*Instructions*
• 1. In the article about Justice Alito and Mark Martin, how long was Martin's conversation with Trump on the evening of January 6, 2021?
• 2. Which people are named in the article about Justice Alito and Mark Martin? List every one.
• 3. Continue the article about Justice Alito and Mark Martin from its last sentence.

*Passage*
· · · · · · ·

Category Archives: Supreme Court

“The Untold Link Between Justice Alito and Trump’s Election Denying Efforts; Mark Martin floated fringe theories to keep Trump in power. Supreme Court Justice Samuel Alito taught with him — even after January 6.”

Shawn Musgrave for The Intercept:

On the evening of January 6, 2021, retired North Carolina Supreme Court Chief Justice Mark Martin had a nine-minute conversation with former President Donald Trump. This call followed weeks of efforts by Martin to find any legal means to keep Trump in power, during which he peddled fringe theories of election fraud and constitutional law to state officials and the Supreme Court.

Just 20 days after the insurrection, Martin had another intimate audience with another powerful right-winger: He taught a three-day seminar on constitutional law with U.S. Supreme Court Justice Samuel Alito for Regent University Law School in Virginia, where Martin was the dean at the time. 

This link between a Supreme Court justice and such a close legal adviser to Trump’s Big Lie efforts has not been reported previously, and it adds to mounting questions about Alito’s sympathy for Trump heading into the election. 

Despite evidence at the time that Martin was part of the Trump campaign’s legal brain trust and fed Trump radical ideas about the Constitution, Alito taught the three-day seminar with him again in 2022.

Martin and Alito did not respond to The Intercept’s questions for this story.

· · · · · · ·

*Material provided*
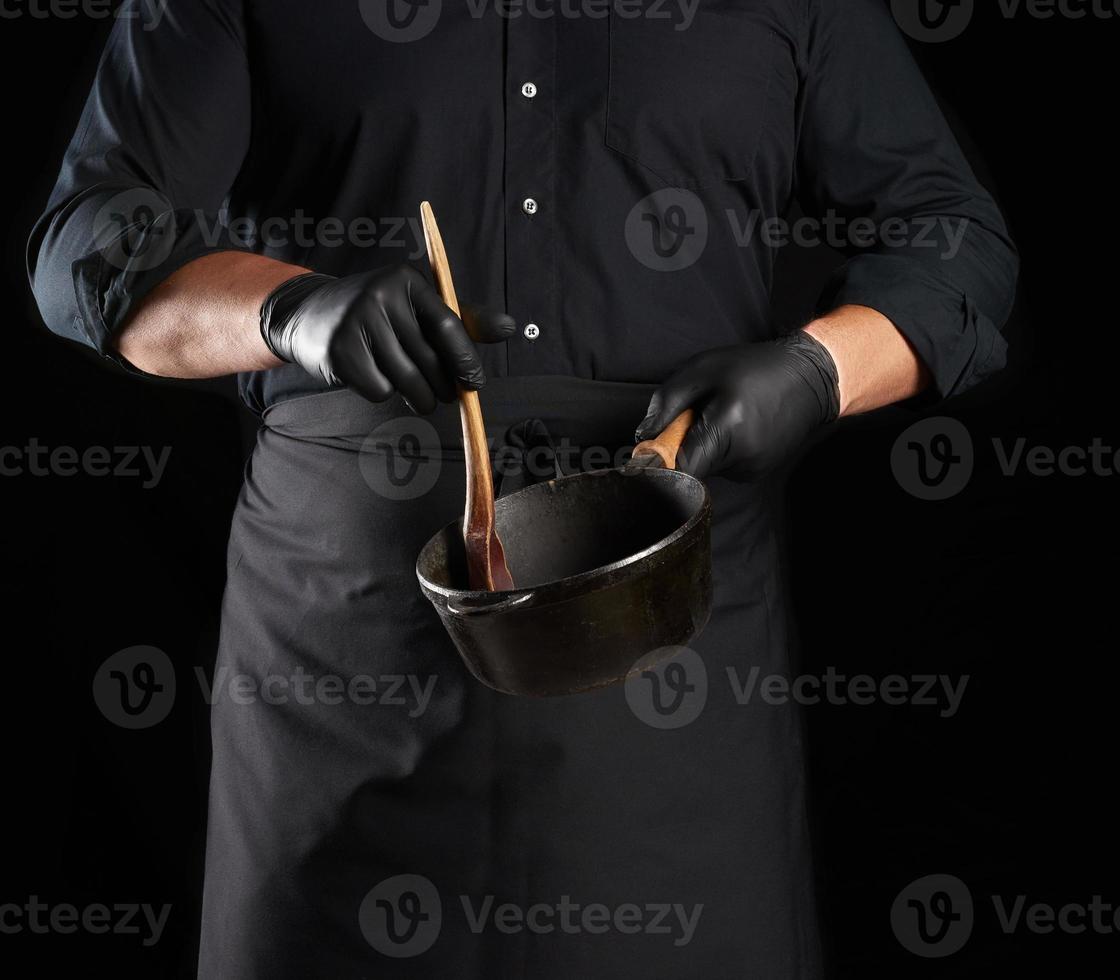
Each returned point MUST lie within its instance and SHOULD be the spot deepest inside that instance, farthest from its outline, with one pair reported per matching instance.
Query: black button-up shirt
(609, 170)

· · · · · · ·

*Solved problems*
• 1. Nine minutes.

• 2. Mark Martin, Donald Trump, Samuel Alito, Shawn Musgrave

• 3.
“It was and continues to be a shock to the system knowing that the upper echelons of the legal community used their legal talents to subvert the will of the people,” said Gabe Roth, executive director of Fix the Court, “and that Supreme Court justices of all people are friends with these individuals.”  

Martin’s continued access to Alito even after January 6 also illustrates just how little scrutiny Martin ever faced. While other prominent Trump legal advisers like John Eastman and Rudy Giuliani have faced sanctions for their efforts to overturn the 2020 election results, Martin has never publicly accounted for his role. He’s still a law school dean, now at High Point University, a private university in North Carolina, which also did not respond to The Intercept’s questions about Martin’s relationship with Alito.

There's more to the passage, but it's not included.